* PROBLEM TO SOLVE
Rewrite the listing below, substituting "single point" for every occurrence of "single dot" and leaving everything else unchanged.

— START —

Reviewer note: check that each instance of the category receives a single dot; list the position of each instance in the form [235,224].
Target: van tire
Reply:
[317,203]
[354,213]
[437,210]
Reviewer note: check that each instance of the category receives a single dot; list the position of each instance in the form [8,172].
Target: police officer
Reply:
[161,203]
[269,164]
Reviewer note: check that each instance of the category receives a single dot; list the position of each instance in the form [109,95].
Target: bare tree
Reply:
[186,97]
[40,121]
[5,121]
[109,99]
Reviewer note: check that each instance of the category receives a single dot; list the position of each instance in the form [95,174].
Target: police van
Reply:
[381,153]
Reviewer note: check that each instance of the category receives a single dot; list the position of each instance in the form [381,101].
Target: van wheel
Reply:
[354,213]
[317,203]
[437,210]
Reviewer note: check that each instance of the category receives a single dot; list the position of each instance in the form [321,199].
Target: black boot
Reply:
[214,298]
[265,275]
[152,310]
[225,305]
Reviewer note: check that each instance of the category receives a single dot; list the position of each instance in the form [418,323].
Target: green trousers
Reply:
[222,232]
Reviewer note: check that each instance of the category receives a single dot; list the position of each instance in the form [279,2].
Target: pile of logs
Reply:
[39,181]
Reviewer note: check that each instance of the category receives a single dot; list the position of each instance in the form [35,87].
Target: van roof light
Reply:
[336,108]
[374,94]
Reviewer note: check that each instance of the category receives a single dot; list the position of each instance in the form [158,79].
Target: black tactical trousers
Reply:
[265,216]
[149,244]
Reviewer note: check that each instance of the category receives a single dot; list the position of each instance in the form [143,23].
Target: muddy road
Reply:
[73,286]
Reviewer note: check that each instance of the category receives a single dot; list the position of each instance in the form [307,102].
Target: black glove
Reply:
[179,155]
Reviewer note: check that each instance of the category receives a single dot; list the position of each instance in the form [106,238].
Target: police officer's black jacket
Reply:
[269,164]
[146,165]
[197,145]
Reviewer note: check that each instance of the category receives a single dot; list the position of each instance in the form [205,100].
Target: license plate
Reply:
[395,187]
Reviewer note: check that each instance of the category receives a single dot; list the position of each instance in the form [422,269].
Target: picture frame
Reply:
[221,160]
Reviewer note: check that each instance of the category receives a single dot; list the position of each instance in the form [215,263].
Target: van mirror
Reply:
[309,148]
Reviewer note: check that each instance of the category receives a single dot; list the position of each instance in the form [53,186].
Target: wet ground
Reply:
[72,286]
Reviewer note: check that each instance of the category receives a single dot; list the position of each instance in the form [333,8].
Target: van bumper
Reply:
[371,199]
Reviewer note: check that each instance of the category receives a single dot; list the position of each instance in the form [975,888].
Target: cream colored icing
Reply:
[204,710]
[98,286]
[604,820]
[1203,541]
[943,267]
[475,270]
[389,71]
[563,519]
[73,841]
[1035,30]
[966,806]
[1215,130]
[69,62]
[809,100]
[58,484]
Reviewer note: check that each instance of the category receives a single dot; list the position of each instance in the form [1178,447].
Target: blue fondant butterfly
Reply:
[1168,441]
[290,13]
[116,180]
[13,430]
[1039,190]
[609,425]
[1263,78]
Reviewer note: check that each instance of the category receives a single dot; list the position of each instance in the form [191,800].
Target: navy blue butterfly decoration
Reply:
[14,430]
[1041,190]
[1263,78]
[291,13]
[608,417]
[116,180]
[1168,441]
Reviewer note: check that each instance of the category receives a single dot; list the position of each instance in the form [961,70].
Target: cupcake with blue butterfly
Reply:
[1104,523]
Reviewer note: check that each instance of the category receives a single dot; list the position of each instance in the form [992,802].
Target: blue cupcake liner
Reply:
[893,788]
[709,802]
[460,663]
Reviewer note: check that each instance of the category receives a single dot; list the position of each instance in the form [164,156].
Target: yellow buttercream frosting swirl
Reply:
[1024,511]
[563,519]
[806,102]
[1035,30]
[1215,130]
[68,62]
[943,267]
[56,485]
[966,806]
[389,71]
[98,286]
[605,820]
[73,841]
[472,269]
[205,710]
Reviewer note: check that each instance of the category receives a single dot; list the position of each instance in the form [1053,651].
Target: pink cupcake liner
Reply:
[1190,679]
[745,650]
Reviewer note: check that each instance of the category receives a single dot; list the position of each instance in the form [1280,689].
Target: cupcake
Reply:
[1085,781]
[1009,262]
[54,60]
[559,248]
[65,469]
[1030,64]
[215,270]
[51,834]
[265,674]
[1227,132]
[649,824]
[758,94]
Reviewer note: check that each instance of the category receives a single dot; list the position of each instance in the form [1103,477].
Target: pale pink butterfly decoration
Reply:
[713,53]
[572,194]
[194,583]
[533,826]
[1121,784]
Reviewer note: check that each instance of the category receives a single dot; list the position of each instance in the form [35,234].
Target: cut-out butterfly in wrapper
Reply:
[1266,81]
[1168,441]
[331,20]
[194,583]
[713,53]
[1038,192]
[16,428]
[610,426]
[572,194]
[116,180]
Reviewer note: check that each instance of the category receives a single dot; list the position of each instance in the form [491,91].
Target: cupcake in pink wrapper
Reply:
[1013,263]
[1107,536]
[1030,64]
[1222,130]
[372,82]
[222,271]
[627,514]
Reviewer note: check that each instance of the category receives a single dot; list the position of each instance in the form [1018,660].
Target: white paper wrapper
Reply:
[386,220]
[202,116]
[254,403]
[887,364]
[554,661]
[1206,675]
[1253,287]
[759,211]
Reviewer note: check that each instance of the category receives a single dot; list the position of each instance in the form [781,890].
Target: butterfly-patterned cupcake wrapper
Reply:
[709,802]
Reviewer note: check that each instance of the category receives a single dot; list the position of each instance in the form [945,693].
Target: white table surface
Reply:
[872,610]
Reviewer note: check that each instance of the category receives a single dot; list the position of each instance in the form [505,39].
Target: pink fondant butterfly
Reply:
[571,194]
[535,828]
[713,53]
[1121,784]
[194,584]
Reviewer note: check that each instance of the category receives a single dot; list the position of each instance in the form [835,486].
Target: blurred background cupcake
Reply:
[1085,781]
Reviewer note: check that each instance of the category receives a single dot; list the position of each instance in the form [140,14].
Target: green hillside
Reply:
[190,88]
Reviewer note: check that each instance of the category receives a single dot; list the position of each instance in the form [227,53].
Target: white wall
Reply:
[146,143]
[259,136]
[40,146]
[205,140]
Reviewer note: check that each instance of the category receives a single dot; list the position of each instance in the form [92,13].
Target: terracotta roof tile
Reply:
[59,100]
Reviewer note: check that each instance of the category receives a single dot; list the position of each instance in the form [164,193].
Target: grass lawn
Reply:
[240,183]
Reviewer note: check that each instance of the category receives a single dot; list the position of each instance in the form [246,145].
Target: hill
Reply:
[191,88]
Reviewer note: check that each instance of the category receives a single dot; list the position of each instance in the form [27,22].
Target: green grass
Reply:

— END —

* EXERCISE OUTPUT
Reviewer note: check that each instance of the category receives a single point; list the position of each instance in the form [235,224].
Target: van tire
Reply:
[317,203]
[354,213]
[437,210]
Reviewer note: check that each instance of the category receives a single point; list the position of each instance in the form [8,172].
Target: police officer
Reply:
[161,203]
[269,164]
Reviewer note: check that each instance of the category receives a single point; list the position of each instance in the form [109,95].
Target: bare tree
Reply:
[186,97]
[40,121]
[5,121]
[109,99]
Reviewer note: check that each instance of the category receives a single point; list the position of each instance in the form [95,174].
Target: police van
Reply:
[381,153]
Reviewer note: check that each instance of the category receives a single point; list the position of each instance in the form [381,101].
Target: van wheel
Reply:
[354,213]
[317,203]
[437,210]
Reviewer note: check that each instance of the category receives a single point; list the position of each instance in the form [321,199].
Target: black boot
Reply:
[214,298]
[265,275]
[152,310]
[225,305]
Reviewer note: check that each instance of the category receives a single point; list the position of each instance in the form [418,323].
Target: green trousers
Reply:
[222,232]
Reviewer note: check that each instance of the category receives a single point; list the position of each instance in the form [279,2].
Target: pile of logs
Reply:
[39,181]
Reviewer note: check that each instance of the category receives a single point; list the position of each instance in the form [35,87].
Target: van roof light
Reply:
[336,108]
[374,94]
Reviewer note: check that each instance of the category receives a single point; list the position of each instance in the form [158,79].
Target: black tactical trousers
Reply:
[265,216]
[149,244]
Reviewer note: check that each instance of the category receives a single point; list the position of each instance in the form [143,23].
Target: muddy road
Reply:
[73,286]
Reviewer note: check that each instance of the category receives a single point; list the position of each instance in the form [307,102].
Target: black glove
Reply:
[179,155]
Reviewer note: check that each instance of the category receives a single point; list the position of each instance in the form [106,238].
Target: police officer's black jacket
Reply:
[269,164]
[146,165]
[197,145]
Reviewer note: check that each instance of the category receives a single point; list the position of each instance in the form [205,100].
Target: license plate
Reply:
[395,187]
Reviewer note: check that each instance of the category receives a single point; list the position of each instance in the form [422,269].
Target: picture frame
Reply:
[221,160]
Reviewer note: check that each instance of the category receives a single point; list the position of each instance in the form [215,263].
Target: van mirror
Reply:
[309,148]
Reviewer note: check that each instance of the category receives a single point; list the position of each instance in the form [53,186].
Target: wet ground
Reply:
[72,286]
Reviewer note: check that each instance of the category receives a single point; list the position of each instance in the form [333,8].
Target: van bumper
Reply:
[371,199]
Reviewer note: check that each instance of the category receives a single point; list the position of each instance in the form [975,888].
Target: cream colored icing
Reply:
[204,710]
[98,286]
[604,820]
[1203,541]
[943,267]
[475,270]
[389,71]
[563,519]
[73,841]
[1035,30]
[966,806]
[1215,130]
[69,62]
[809,100]
[58,484]
Reviewer note: check that each instance of the category receives a single point; list the position of each instance in the form [1178,447].
Target: blue fondant butterfly
Reply:
[1168,441]
[290,13]
[116,180]
[13,430]
[1039,190]
[609,425]
[1263,78]
Reviewer note: check that each instance of the category receives a single point; list the position of each instance in the form [191,800].
Target: navy blue butterfly decoration
Reply:
[14,430]
[1041,190]
[1263,78]
[291,13]
[608,417]
[116,180]
[1168,441]
Reviewer note: check that each instance of the category receives a single point; list the position of each instance in the form [961,70].
Target: cupcake with blue butterfly
Reply:
[1104,523]
Reviewer note: check that each instance of the category receives a single point; list the position of each instance in the form [992,802].
Target: blue cupcake liner
Reply:
[893,788]
[709,802]
[460,663]
Reviewer note: check that each instance of the category receives a single point; list the position of each instance in the form [164,156].
Target: yellow buttercream frosting swirl
Reply:
[1024,511]
[563,519]
[806,102]
[1035,30]
[1215,130]
[68,62]
[943,267]
[56,485]
[966,806]
[389,71]
[98,286]
[605,820]
[73,841]
[472,269]
[205,710]
Reviewer note: check that each instance of the category receives a single point; list the position of each instance in the form [1053,651].
Target: pink cupcake liner
Reply:
[1190,679]
[745,650]
Reviewer note: check that each instance of the category receives a single point; list the position of each instance in the form [1280,689].
Target: cupcake
Reply:
[1085,781]
[1009,262]
[54,60]
[559,248]
[65,469]
[1030,64]
[215,270]
[51,834]
[265,674]
[1227,132]
[649,824]
[758,94]
Reviewer note: check that each instance of the category receives a single point; list the position of each instance in the form [1103,477].
Target: pale pink butterfly decoration
Reply:
[713,53]
[572,194]
[194,583]
[533,826]
[1121,784]
Reviewer note: check that each instance of the category receives a single point; list the position of each instance in the form [35,234].
Target: cut-out butterfly in wrapper
Reply:
[1266,81]
[1168,441]
[331,20]
[194,583]
[713,53]
[1038,192]
[16,428]
[610,426]
[572,194]
[116,180]
Reviewer note: check that each instance of the category receives a single point; list the position of each instance in the form [491,91].
Target: cupcake in pink wrapper
Reply:
[1013,263]
[1107,536]
[1030,64]
[1222,130]
[372,82]
[222,271]
[627,514]
Reviewer note: check that each instance of the category receives a single point; list the position of each instance in the form [1018,660].
Target: white paper wrapper
Reply:
[386,220]
[202,116]
[254,403]
[887,364]
[554,661]
[1206,675]
[1253,287]
[759,211]
Reviewer note: check that each instance of the category receives a single point; list the position of each instance in the form [781,890].
Target: butterfly-patterned cupcake wrapper
Reply:
[709,802]
Reviewer note: check that each instance of the category receives a single point; list the position of each instance in the form [945,693].
Target: white table surface
Reply:
[872,610]
Reviewer note: check that each instance of the category receives a single point; list the position of each instance in the form [505,39].
Target: pink fondant butterfly
Reply:
[571,194]
[535,828]
[713,53]
[1121,784]
[194,584]
Reviewer note: check that each instance of the category receives a single point; list the position of each instance in the form [835,486].
Target: blurred background cupcake
Reply:
[1085,781]
Reviewer note: check that each instance of the category receives a single point; list the position of each instance in the form [140,14].
Target: green hillside
Reply:
[190,88]
Reviewer note: check that each instance of the category receives a single point; list the position of each instance in the form [227,53].
Target: white wall
Reply:
[146,143]
[259,136]
[40,146]
[205,140]
Reviewer note: check that each instance of the category receives a single point; list the position of each instance in the form [92,13].
Target: terracotta roof tile
Reply:
[59,100]
Reviewer note: check that each instance of the category receives a single point; list the position of each instance in the form [164,193].
Target: grass lawn
Reply:
[240,183]
Reviewer note: check that each instance of the category receives a single point; list the position of each instance in the form [246,145].
Target: hill
Reply:
[191,88]
Reviewer note: check that each instance of the category receives a single point; list the position of each instance in the form [27,22].
Target: green grass
Reply:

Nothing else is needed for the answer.